_To do_. Swap "Follow this form" for "Use this format" wherever it occurs in the rows below, change nothing else, and leave the pictures out.

[begin Entries shown]

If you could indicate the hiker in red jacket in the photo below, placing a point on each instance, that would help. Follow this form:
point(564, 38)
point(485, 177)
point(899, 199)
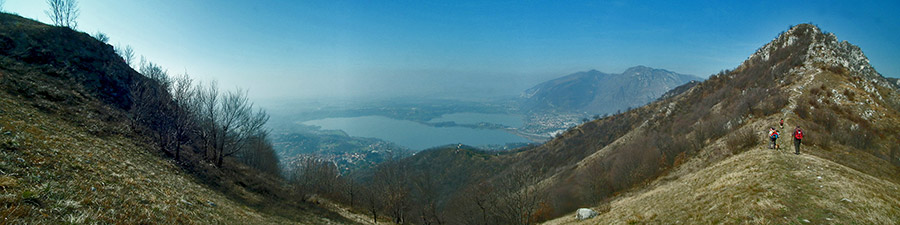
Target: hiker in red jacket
point(798, 135)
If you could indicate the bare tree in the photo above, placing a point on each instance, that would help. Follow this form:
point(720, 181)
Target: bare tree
point(237, 122)
point(427, 196)
point(153, 106)
point(63, 12)
point(372, 200)
point(259, 154)
point(392, 178)
point(520, 199)
point(183, 95)
point(207, 108)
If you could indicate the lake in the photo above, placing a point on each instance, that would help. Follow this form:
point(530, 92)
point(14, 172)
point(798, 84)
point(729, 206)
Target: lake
point(418, 136)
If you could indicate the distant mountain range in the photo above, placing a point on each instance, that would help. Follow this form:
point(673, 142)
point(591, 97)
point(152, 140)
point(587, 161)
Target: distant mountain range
point(595, 92)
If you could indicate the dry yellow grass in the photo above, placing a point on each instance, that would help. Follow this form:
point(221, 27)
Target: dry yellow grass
point(760, 186)
point(57, 170)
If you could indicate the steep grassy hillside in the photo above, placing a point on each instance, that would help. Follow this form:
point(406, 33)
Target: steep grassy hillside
point(847, 110)
point(850, 114)
point(70, 153)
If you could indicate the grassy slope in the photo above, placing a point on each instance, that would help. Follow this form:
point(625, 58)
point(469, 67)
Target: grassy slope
point(65, 157)
point(765, 186)
point(760, 186)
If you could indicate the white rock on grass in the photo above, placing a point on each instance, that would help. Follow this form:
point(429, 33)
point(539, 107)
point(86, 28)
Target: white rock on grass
point(585, 213)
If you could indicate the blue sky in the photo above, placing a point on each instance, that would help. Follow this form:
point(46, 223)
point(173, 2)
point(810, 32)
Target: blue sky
point(317, 49)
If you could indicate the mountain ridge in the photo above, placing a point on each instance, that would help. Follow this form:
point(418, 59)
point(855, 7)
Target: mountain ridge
point(596, 92)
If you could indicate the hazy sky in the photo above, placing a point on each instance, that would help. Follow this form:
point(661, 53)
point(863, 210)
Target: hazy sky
point(311, 49)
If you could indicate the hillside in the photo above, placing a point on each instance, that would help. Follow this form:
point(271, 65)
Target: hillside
point(596, 92)
point(758, 186)
point(72, 154)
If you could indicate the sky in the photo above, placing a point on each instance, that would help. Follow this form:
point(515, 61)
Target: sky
point(368, 49)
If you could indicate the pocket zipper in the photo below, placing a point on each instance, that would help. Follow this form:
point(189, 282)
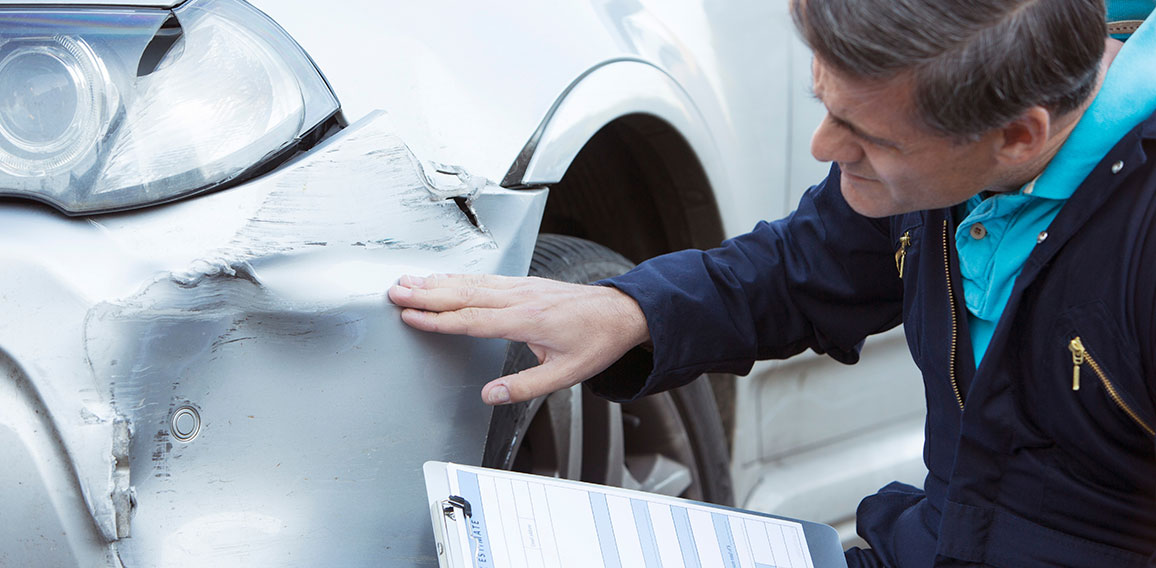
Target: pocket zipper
point(901, 256)
point(1080, 355)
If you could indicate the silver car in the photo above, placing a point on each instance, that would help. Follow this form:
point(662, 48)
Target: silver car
point(198, 362)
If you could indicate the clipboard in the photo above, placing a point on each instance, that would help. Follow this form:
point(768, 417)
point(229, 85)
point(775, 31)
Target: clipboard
point(495, 518)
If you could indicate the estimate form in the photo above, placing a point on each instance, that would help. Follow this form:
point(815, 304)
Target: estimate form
point(524, 521)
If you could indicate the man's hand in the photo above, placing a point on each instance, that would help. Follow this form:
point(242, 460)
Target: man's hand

[end Entries shown]

_Solution to this task_.
If you could indicate the hiker in red jacket in the photo below, placing a point on each instance, that would help. Use this format:
point(564, 38)
point(485, 177)
point(899, 199)
Target: hiker in red jacket
point(798, 135)
If you could indicate the bare tree in the photo above, placing a point on each instance, that would help. Use this format:
point(720, 181)
Target: bare tree
point(237, 122)
point(427, 196)
point(153, 106)
point(63, 12)
point(372, 200)
point(259, 154)
point(392, 178)
point(520, 199)
point(183, 95)
point(207, 108)
If you could indicate the lake in the photo above, placing a point on each instance, that would help. Use this format:
point(530, 92)
point(14, 172)
point(798, 84)
point(729, 206)
Target: lake
point(418, 136)
If you could indicate the distant mountain range in the photo above, placing a point on each instance, that would help. Use this format:
point(673, 142)
point(591, 97)
point(152, 140)
point(587, 161)
Target: distant mountain range
point(595, 92)
If you could indicate the dry yellow grass in the photo above, placing a point on each instance, that would help. Use this format:
point(221, 27)
Target: dry yellow grass
point(760, 186)
point(57, 170)
If you could indicate the steep grassy hillside in the photo above, placing a point on each instance, that would help. Use this format:
point(406, 33)
Target: steep grassy hillside
point(847, 110)
point(850, 114)
point(70, 153)
If you could indicate the grassy slope in the photo above, placing a point on each instance, that would help. Use this format:
point(625, 58)
point(469, 67)
Target: grassy slope
point(65, 157)
point(765, 186)
point(760, 186)
If you could indicate the white rock on grass in the photo above, placing a point on each instance, that would help. Use this format:
point(429, 33)
point(539, 107)
point(86, 28)
Target: white rock on grass
point(585, 213)
If you could indicate the blue sky in the photo above, placing a point on each instance, that would help. Use this format:
point(46, 223)
point(173, 2)
point(810, 32)
Target: blue sky
point(317, 49)
If you could indicate the mountain ridge in the photo above, placing a point on each instance, that would help. Use this format:
point(418, 59)
point(855, 7)
Target: mountain ridge
point(596, 92)
If you could indicate the hazy sky in the photo above, placing a point on each instance, that would help. Use this format:
point(661, 53)
point(863, 210)
Target: hazy sky
point(311, 49)
If you could indicate the hillside in the photo above, placing a point on each instance, that would help. Use this format:
point(271, 65)
Target: hillside
point(596, 92)
point(758, 186)
point(72, 154)
If you could indicate the sky in the photo above, placing a point on each instance, that would help. Use this format:
point(515, 61)
Target: sky
point(368, 49)
If you could indicate the pocket zipper in the photo below, placing a point on each instance, that would help. Use this format:
point(189, 282)
Target: pocket zipper
point(901, 256)
point(1080, 355)
If you could indicate the silver car in the photo above, placing a point on each instance, that would help. Use this format:
point(662, 48)
Target: silver car
point(198, 362)
If you could indicate the clipboard in the photo above, placing a point on each instance, that would help. Use this format:
point(768, 417)
point(229, 85)
point(775, 31)
Target: clipboard
point(495, 518)
If you could indicate the estimate form in the photo above, placing a point on each instance, that would help. Use this format:
point(815, 304)
Target: estimate form
point(524, 521)
If you could indicate the man's hand in the photo above, placing a point on each instance, that would help. Use this format:
point(242, 460)
Target: man's hand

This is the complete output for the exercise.